> TO BE DONE
Pictures in the records should not be copied, but every other part must be repeated exactly.
(begin)
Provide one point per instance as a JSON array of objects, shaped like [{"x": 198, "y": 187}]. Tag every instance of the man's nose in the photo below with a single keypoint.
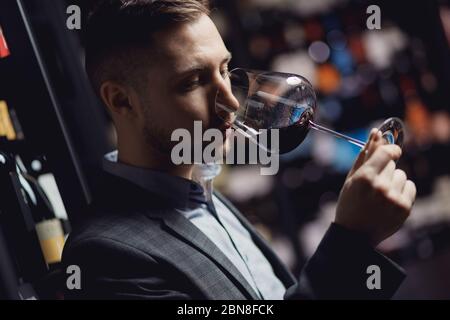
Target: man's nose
[{"x": 225, "y": 99}]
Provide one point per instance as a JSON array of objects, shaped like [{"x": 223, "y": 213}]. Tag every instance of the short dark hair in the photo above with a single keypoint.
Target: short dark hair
[{"x": 118, "y": 35}]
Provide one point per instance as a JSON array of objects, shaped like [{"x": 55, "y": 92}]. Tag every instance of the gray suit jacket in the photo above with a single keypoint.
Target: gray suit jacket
[{"x": 135, "y": 245}]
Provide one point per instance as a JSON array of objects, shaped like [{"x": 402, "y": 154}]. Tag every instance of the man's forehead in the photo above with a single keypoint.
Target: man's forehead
[{"x": 197, "y": 42}]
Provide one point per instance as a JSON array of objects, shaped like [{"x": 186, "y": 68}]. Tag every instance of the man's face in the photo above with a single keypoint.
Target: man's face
[{"x": 188, "y": 74}]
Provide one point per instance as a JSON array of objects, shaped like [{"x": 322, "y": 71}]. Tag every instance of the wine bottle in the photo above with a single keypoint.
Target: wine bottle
[{"x": 48, "y": 227}]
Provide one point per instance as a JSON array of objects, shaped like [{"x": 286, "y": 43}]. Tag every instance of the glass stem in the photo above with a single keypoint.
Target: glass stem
[{"x": 354, "y": 141}]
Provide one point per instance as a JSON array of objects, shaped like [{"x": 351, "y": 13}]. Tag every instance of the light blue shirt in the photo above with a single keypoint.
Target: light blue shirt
[{"x": 230, "y": 236}]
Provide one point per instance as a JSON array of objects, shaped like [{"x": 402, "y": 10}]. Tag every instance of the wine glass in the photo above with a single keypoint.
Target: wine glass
[{"x": 287, "y": 102}]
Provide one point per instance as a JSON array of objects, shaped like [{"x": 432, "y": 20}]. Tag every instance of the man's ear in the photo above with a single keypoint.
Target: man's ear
[{"x": 118, "y": 99}]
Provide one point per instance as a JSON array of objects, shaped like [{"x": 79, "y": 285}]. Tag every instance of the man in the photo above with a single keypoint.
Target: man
[{"x": 161, "y": 65}]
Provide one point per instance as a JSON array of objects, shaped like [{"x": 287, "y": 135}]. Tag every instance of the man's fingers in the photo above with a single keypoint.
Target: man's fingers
[
  {"x": 382, "y": 155},
  {"x": 375, "y": 141},
  {"x": 388, "y": 171},
  {"x": 409, "y": 191},
  {"x": 398, "y": 181}
]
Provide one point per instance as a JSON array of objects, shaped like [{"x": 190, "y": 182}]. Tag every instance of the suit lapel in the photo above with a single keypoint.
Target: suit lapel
[{"x": 185, "y": 229}]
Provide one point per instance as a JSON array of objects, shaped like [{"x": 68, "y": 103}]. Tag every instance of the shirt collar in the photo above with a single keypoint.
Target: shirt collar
[{"x": 183, "y": 193}]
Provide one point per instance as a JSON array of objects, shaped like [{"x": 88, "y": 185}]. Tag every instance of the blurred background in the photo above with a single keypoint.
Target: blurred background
[{"x": 53, "y": 131}]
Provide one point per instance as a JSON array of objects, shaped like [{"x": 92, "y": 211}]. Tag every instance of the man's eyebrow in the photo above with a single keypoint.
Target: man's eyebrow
[
  {"x": 228, "y": 58},
  {"x": 200, "y": 67}
]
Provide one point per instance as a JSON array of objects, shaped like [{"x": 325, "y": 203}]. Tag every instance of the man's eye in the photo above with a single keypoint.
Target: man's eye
[
  {"x": 190, "y": 85},
  {"x": 225, "y": 73}
]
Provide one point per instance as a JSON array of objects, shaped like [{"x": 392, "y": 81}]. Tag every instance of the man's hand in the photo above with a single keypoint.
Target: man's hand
[{"x": 376, "y": 197}]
(end)
> THE RESPONSE
Provide one point per instance as a JSON array of objects, shaped like [{"x": 198, "y": 187}]. Tag every instance of the man's nose in the photo below with a single keypoint.
Target: man's nose
[{"x": 225, "y": 99}]
Provide one point per instance as a JSON array of objects, shaped like [{"x": 223, "y": 213}]. Tag every instance of the short dark hair in the photo above with a single keypoint.
Target: short dark hair
[{"x": 118, "y": 35}]
Provide one point per instance as a JSON array of objects, shaped like [{"x": 55, "y": 92}]. Tag every instance of the gray suit jacket in the photo above with a single keypoint.
Target: gray suit jacket
[{"x": 135, "y": 245}]
Provide one point per instance as a JSON array of objects, shaped like [{"x": 402, "y": 154}]. Tag every instance of the man's forehead in the photo above with a single keypoint.
Target: man's forehead
[{"x": 197, "y": 42}]
Provide one point per instance as a JSON array of objects, shaped like [{"x": 186, "y": 68}]. Tag every instance of the man's face in the photo above with a single keypoint.
Target: man's face
[{"x": 188, "y": 74}]
Provide one point per instance as a JSON array of objects, shaped like [{"x": 322, "y": 71}]. Tag every instance of the wine bottle in the photo above with a single keypoint.
Target: wine bottle
[{"x": 48, "y": 227}]
Provide one point per instance as a JSON array of objects, shaped like [{"x": 286, "y": 43}]. Tag every instance of the glass stem in the photo above with a single keypoint.
Target: glass stem
[{"x": 354, "y": 141}]
Provide one point per instance as a JSON array of objects, shaped like [{"x": 351, "y": 13}]. Tag every instance of the light blue shirt in the photo above with a single keypoint.
Target: light blue shirt
[{"x": 230, "y": 236}]
Provide one point per instance as a JSON array of objects, shaped like [{"x": 402, "y": 10}]. Tag every instance of the wine glass in the photo above with a single keypoint.
Target: wine glass
[{"x": 287, "y": 102}]
Provide one point per instance as a JSON array of objects, shaped like [{"x": 432, "y": 20}]. Tag every instance of the man's ear in the photo above with a single keypoint.
Target: man's ear
[{"x": 118, "y": 99}]
Provide one point per instance as a JSON array of objects, shaped like [{"x": 79, "y": 285}]. Tag every instance of the man in the photo above with a single keypoint.
Target: man
[{"x": 161, "y": 65}]
Provide one point per instance as a JSON array of objects, shaped like [{"x": 287, "y": 135}]. Tag every instance of the man's fingers in the photo above with a single keypoint.
Target: man's fingers
[
  {"x": 382, "y": 155},
  {"x": 375, "y": 141},
  {"x": 388, "y": 171},
  {"x": 409, "y": 191},
  {"x": 398, "y": 181}
]
Provide one point per instance as a JSON array of objects, shaped like [{"x": 190, "y": 182}]. Tag every instance of the suit lapel in the photo above with a single keypoint.
Target: suit lapel
[{"x": 185, "y": 229}]
Provide one point per instance as a JSON array of objects, shaped like [{"x": 68, "y": 103}]. Tag every instance of the shirt collar in the photo above with a single keypoint.
Target: shirt collar
[{"x": 183, "y": 193}]
Provide one point per instance as a JSON array of objects, shaped like [{"x": 88, "y": 185}]. Tag every instance of the blurred background in the photo above with a single keypoint.
Target: blurred background
[{"x": 53, "y": 131}]
Provide one point per instance as a JSON array of objects, shaped like [{"x": 92, "y": 211}]. Tag every instance of the man's eyebrow in the photo above with a single keypoint.
Target: man's eyebrow
[
  {"x": 228, "y": 58},
  {"x": 200, "y": 67}
]
Provide one point per instance as a JSON array of objects, shaped like [{"x": 325, "y": 203}]. Tag every instance of the man's eye in the photo above with a single keypoint.
Target: man's eye
[
  {"x": 190, "y": 85},
  {"x": 225, "y": 73}
]
Provide one point per instance as a JSON array of objects, shaped like [{"x": 392, "y": 81}]. Tag every instance of the man's hand in the photo above with a single keypoint.
Target: man's hand
[{"x": 376, "y": 197}]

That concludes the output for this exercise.